Directive: Set the listing down unchanged, minus every embedded image.

Excerpted data:
>>
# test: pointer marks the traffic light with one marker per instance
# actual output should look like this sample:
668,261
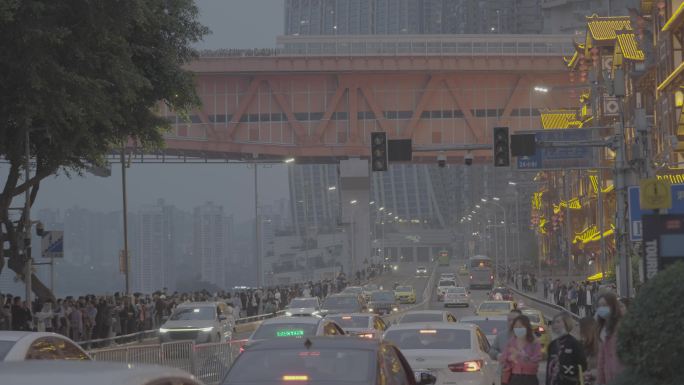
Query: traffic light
379,159
502,156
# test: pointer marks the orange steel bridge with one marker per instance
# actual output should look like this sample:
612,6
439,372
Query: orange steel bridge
318,98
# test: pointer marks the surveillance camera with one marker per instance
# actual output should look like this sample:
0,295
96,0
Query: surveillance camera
468,159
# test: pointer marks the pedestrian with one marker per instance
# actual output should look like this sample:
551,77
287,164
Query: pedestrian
609,315
589,337
522,354
501,338
566,358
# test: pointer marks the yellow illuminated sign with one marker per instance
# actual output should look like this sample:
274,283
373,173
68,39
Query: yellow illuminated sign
655,194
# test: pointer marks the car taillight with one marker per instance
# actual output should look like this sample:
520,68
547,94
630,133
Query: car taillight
468,366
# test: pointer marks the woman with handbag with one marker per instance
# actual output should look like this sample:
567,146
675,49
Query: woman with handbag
566,360
520,359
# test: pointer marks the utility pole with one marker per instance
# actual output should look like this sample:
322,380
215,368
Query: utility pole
28,272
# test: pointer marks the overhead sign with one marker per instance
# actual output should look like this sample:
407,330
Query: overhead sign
636,212
52,244
560,157
663,240
655,194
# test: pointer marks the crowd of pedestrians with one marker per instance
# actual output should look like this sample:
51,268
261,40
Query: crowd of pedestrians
92,317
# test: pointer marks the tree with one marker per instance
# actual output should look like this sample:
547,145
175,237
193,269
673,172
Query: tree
650,338
84,77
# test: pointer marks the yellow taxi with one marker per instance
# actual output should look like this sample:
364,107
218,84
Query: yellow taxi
493,308
405,294
539,326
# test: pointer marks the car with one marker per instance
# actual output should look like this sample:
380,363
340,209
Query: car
504,294
455,353
490,326
456,296
489,308
383,302
25,346
442,285
93,372
463,269
303,306
202,322
324,360
405,294
366,325
423,316
540,326
344,303
294,327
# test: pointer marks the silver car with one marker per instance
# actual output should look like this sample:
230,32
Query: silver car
202,322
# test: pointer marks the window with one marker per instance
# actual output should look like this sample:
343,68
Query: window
43,349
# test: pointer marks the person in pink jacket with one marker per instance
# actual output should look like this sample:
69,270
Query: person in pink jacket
522,354
609,313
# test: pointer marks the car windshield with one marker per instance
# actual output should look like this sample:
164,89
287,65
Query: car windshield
304,302
284,330
489,327
353,290
353,322
382,296
5,347
495,306
303,366
429,338
457,290
533,316
422,317
340,302
193,313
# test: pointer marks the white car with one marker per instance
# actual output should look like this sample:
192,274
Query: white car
303,307
202,322
23,346
455,353
442,285
365,325
101,373
425,316
456,296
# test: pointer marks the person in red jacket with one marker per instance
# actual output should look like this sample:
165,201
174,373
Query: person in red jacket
520,359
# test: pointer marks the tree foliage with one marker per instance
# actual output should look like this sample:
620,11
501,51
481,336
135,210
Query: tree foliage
650,336
84,77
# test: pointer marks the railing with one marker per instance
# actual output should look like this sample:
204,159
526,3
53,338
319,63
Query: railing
207,362
402,45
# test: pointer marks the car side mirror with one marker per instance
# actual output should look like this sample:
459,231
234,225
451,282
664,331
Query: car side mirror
426,379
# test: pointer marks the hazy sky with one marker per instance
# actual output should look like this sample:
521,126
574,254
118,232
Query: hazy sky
235,24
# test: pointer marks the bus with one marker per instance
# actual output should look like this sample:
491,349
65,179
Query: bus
481,272
443,258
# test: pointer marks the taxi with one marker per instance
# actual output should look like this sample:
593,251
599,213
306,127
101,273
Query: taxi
539,326
492,308
405,294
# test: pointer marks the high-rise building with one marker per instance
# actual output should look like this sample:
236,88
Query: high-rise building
211,231
395,17
154,258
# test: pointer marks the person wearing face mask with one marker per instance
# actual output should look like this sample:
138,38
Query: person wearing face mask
566,355
520,359
502,336
609,314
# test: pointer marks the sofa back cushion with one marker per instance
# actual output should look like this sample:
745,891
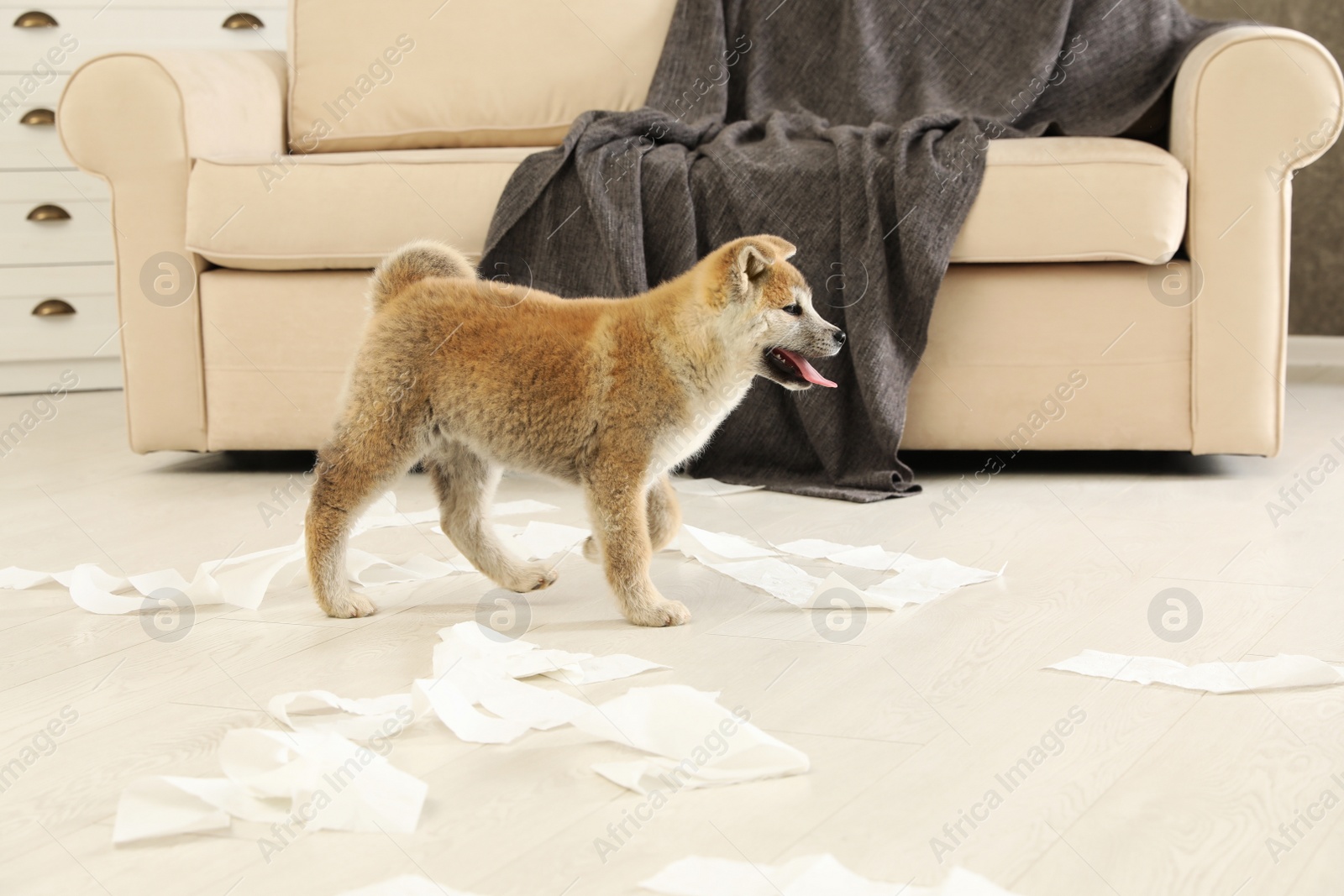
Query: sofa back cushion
464,73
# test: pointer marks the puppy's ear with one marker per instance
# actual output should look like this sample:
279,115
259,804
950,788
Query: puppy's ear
753,262
783,248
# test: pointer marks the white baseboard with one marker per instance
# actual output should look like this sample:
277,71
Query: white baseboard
76,375
1316,351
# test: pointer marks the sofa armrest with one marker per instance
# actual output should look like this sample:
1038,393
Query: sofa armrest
1252,105
138,121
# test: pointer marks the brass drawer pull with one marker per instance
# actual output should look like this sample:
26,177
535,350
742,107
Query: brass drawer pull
53,308
34,19
242,22
49,212
38,117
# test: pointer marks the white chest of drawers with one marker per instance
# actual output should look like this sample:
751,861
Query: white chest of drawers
57,280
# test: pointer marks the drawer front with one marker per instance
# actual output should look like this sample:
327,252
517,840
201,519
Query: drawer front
85,237
62,281
87,31
49,186
85,333
30,145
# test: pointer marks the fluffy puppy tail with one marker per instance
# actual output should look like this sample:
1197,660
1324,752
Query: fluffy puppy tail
412,264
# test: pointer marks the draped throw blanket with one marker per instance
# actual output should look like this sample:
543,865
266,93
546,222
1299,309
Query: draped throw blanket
857,129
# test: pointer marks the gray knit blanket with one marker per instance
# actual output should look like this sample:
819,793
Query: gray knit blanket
857,130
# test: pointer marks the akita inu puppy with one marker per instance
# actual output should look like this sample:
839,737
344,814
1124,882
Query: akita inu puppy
470,376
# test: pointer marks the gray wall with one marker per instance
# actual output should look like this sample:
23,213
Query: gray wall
1317,300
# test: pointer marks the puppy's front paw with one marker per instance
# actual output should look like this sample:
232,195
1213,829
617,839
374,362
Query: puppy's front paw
662,614
349,606
533,578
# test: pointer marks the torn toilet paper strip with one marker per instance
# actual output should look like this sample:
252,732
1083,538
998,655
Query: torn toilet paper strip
526,506
806,876
696,741
917,580
475,667
362,719
320,781
1284,671
730,547
938,574
541,540
407,886
707,486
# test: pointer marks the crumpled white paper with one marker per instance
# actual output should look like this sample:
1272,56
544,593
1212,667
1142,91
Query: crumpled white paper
725,544
781,579
806,876
362,719
407,886
917,580
242,580
710,486
320,781
541,540
475,669
369,569
696,741
239,580
526,506
1284,671
913,573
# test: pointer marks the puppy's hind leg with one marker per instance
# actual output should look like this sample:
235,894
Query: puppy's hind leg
664,520
618,508
465,484
349,473
664,513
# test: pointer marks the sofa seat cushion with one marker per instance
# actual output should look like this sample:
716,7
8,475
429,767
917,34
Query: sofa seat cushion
1075,199
1045,199
343,210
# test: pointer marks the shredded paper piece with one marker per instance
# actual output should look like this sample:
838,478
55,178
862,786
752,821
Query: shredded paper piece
696,741
526,506
917,580
407,886
475,669
322,711
1284,671
806,876
322,781
242,580
542,540
710,486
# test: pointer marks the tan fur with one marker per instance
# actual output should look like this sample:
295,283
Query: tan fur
474,376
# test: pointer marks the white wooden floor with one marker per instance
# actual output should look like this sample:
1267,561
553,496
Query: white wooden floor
1155,792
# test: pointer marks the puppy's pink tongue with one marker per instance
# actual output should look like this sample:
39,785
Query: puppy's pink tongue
806,369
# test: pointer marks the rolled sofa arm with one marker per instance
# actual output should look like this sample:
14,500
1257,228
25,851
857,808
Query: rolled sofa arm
1252,105
138,121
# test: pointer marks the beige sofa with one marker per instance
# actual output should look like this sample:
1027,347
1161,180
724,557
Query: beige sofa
252,192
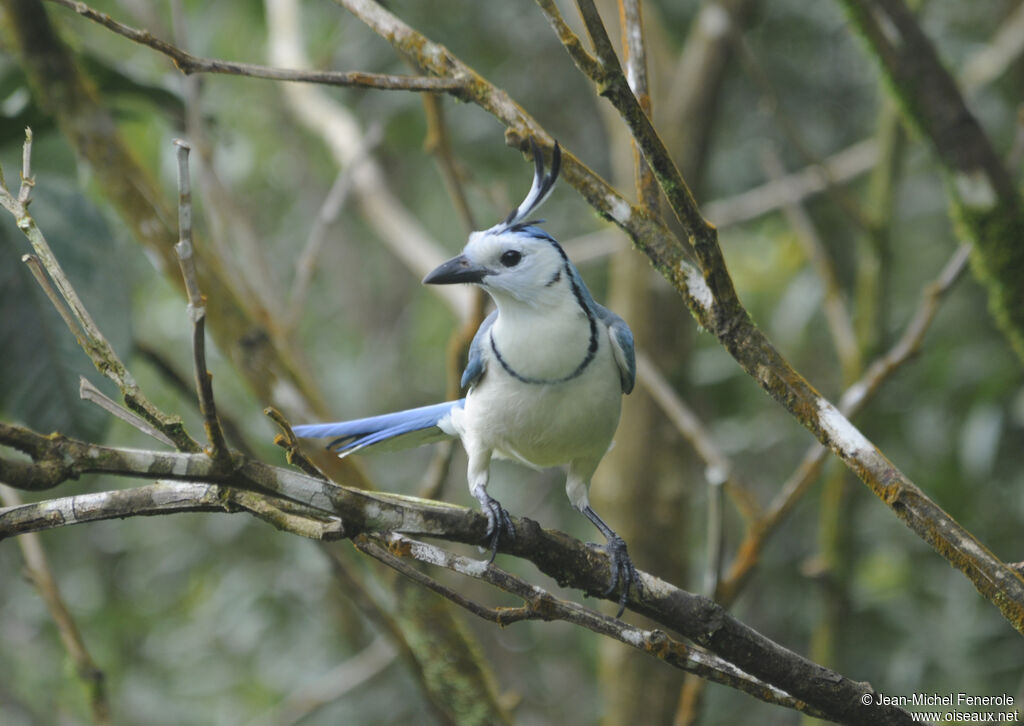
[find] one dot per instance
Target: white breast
<<
Right answer:
# test: pointer marks the traffic light with one marker per instance
# actual output should look like this sample:
668,261
Query: traffic light
379,159
502,156
# test: pointer marks the orange steel bridge with one marker per instance
# actual output should look like this sample:
612,6
439,372
Query: orange steel bridge
318,98
# test: pointer marks the surveillance camera with one marker per instance
# actual output should look like this sample:
0,295
96,0
Query: surveillance camera
468,159
# test: pointer marks the pedestrian with one marker per instance
# actual output should look like this sample:
551,77
287,164
Query: pedestrian
609,315
589,337
522,354
501,338
566,358
# test: pointer marks the yellow illuminated sign with one marker per instance
# actual output should look like this sample:
274,283
373,173
68,39
Query: yellow illuminated sign
655,194
# test: pointer marks the car taillight with one marker per instance
# actual output should look like this sample:
520,68
547,94
630,133
Query: car taillight
468,366
# test: pointer marks the woman with handbag with one marker per instance
# actual output should look like this sample:
567,146
675,49
Query: woman with handbag
566,360
520,359
# test: pointer marks the utility pole with one marker per instance
# actual output should look like this sample:
322,380
215,368
Query: utility pole
28,272
# test: pointer marks the overhead sign with one marker per instance
# actual output should look like this sample:
407,330
Query: overhead sign
636,212
52,244
560,157
663,240
655,194
# test: pointer marks the crowd of pedestrians with one marker per instance
# actual output should look like this sample:
51,268
261,40
Query: crowd of pedestrians
92,317
# test: pointer marks the tree with one marker per instance
# actual output should look like this sample:
547,145
175,237
193,269
673,172
Query: tree
650,338
84,77
# test: pointer marks the yellow taxi with one marker per instance
# actual output should look like this sample:
364,107
218,84
Query: yellow taxi
493,308
405,294
539,326
# test: pointer marks the car with one marker per instance
# actual output should look like this sample:
380,363
340,209
Query: car
504,294
455,353
490,326
456,296
489,308
383,302
25,346
442,285
93,372
463,269
303,306
202,322
324,360
405,294
366,325
423,316
540,326
344,303
294,327
# test: pointer marks the silver car with one marker per instance
# actual output should look like this sample:
230,32
Query: silver car
202,322
# test: pointer marks the window with one marker per instance
# actual output should look like this sample:
343,68
Query: window
43,349
# test: pointer marks the person in pink jacket with one marker per instance
# actual output should look like this sample:
69,270
Query: person in pink jacket
522,354
609,313
# test: pointer marks the car windshield with one marker per instance
# actual output should look like this sample:
164,89
287,65
Query: car windshield
304,302
284,330
489,327
353,290
353,322
382,296
5,347
495,306
303,366
429,338
457,290
533,316
422,317
340,302
193,313
# test: pointer marks the white car with one marker per instance
# actual output should look like this sample:
192,274
Query: white car
303,307
202,322
23,346
455,353
442,285
365,325
101,373
425,316
456,296
# test: pointer marks the person in red jacket with one marker per instance
# actual output should look like this sample:
165,201
174,373
Query: person in red jacket
520,359
# test: pointer marks the tree foliage with one marker per instance
# actual output should look like this sample:
620,11
501,51
481,336
135,210
Query: tree foliage
650,336
84,77
# test: pointer marks the railing with one marker per instance
# actual output should look like this sample:
204,159
526,3
53,338
319,63
Query: railing
207,362
402,45
# test: pointer marks the car side mirror with one marker per instance
# actual output should look like this sample:
459,231
234,225
451,282
664,331
Query: car side mirror
426,379
# test: pointer marks the hazy sky with one marker per instance
# actual output should look like this sample:
521,126
574,254
118,232
Query: hazy sky
235,24
# test: pointer marks the bus with one marker per instance
# actual output should look like this sample:
491,349
65,179
Query: bus
481,272
443,258
# test: pointer marks the taxi with one marker per instance
# actual output should look like this sample:
593,251
599,213
306,127
101,273
Query: taxi
539,326
492,308
405,294
# test: pointer marks the high-rise building with one marker per instance
# actual output should look like this sample:
236,88
Query: high-rise building
211,231
395,17
154,258
# test: pointer marks the person wearing face mask with one marker per instance
# actual output should look like this sample:
138,38
Query: person wearing face mask
566,355
520,359
502,336
609,314
# test: pointer marks the sofa back cushion with one marker per instance
# actual output should look like this sample:
745,891
Query: sofa back cushion
464,73
# test: pointer marks the puppy's ear with one marker per instance
# actual output should look like this sample:
279,115
259,804
950,788
Query: puppy's ear
753,262
783,248
# test: pointer marks the white baseboard with one marker per instance
# actual output should look like this sample:
277,71
Query: white baseboard
76,375
1316,351
# test: pointer marks the sofa armrest with one marker per instance
# actual output should look like this sample:
1038,393
Query: sofa armrest
1252,105
138,121
# test: pointer marks the brass drawer pull with one marker per instance
# actual output should look like this sample:
26,177
535,350
742,107
Query: brass drawer pull
53,308
34,19
242,22
49,212
38,117
# test: pointer marks the white chest of drawers with one marker per instance
# actual output should look like this sample:
751,861
Query: white chest of drawers
57,280
# test: pointer marks the drawer front with one marker per instance
# actual output should look like this sample:
327,252
517,840
201,519
Query: drawer front
85,237
62,281
87,31
49,186
85,333
30,145
# test: pointer marks the fluffy puppy tail with one marker per instance
# actual output should look like this sample:
1197,660
1324,752
Query: fluffy puppy tail
412,264
# test: pointer marks the draped throw blanket with one marker per instance
# actual output should look like this sample:
543,865
266,93
546,222
1299,309
Query: draped throw blanket
857,129
# test: pointer marks the gray knit blanket with one marker per instance
# actual output should look like this sample:
819,793
Query: gray knit blanket
857,130
# test: pointer marks the akita inu puppy with one marker per instance
# actual output should look like this sample:
839,737
344,814
1124,882
Query: akita inu puppy
470,376
# test: pointer marks the gray wall with one marker per instance
# actual output should look like this sample:
23,213
Query: gray wall
1317,300
# test: pointer marks the puppy's front paw with one marker per instance
# actual output should look like this sample:
232,195
1213,829
617,839
374,362
Query: puppy's front paw
662,614
349,606
533,578
# test: pointer marks the torn toilet paper strip with one marker per instance
# actual output should look like this sample:
252,732
1083,538
998,655
Query: torn toilet paper strip
526,506
806,876
696,741
917,580
475,667
362,719
320,781
1284,671
730,547
938,574
541,540
407,886
707,486
# test: pointer marks the crumpled white paper with one marker per instance
# actual output should look like this sample:
1272,56
544,593
1212,667
1142,91
Query: crumpled white paper
725,544
781,579
806,876
362,719
407,886
917,580
242,580
710,486
320,781
541,540
475,669
369,569
696,741
239,580
526,506
1284,671
913,573
# test: pointer marks the puppy's hind leg with one marker per instance
# actual output should look like this sample:
235,894
Query: puppy's hind leg
664,520
618,508
465,484
349,473
664,513
# test: pointer marks the sofa seat cushion with one marker per instance
# actual output should look like this sample:
716,7
8,475
429,767
917,34
Query: sofa seat cushion
1075,199
1045,199
343,210
# test: pointer marks the shredded paper piece with one marker per instance
# actual output should look like this sample:
838,478
55,178
862,786
752,821
Query: shredded paper piece
696,741
526,506
917,580
407,886
475,669
322,711
1284,671
806,876
322,781
242,580
542,540
710,486
# test: pointer marks the tan fur with one marker per instance
# actual output should look like this sample:
295,283
Query: tan fur
474,376
# test: pointer marks the white wooden floor with one marker per instance
# actual output should look like this sample:
1267,561
553,496
Query: white wooden floor
1155,792
# test: pointer marks the puppy's pink tongue with one marker per instance
# actual output should look like this sample:
39,785
Query: puppy's pink tongue
806,369
# test: pointer marks the rolled sofa arm with one marker per instance
# actual output should look like this sample:
14,500
1257,228
25,851
857,808
Query: rolled sofa arm
1252,105
138,121
# test: pointer marks the beige sofa with one marker per instance
# actual output should look like this sample:
1027,347
1161,180
724,557
Query: beige sofa
252,192
[find] one dot per instance
Target: white breast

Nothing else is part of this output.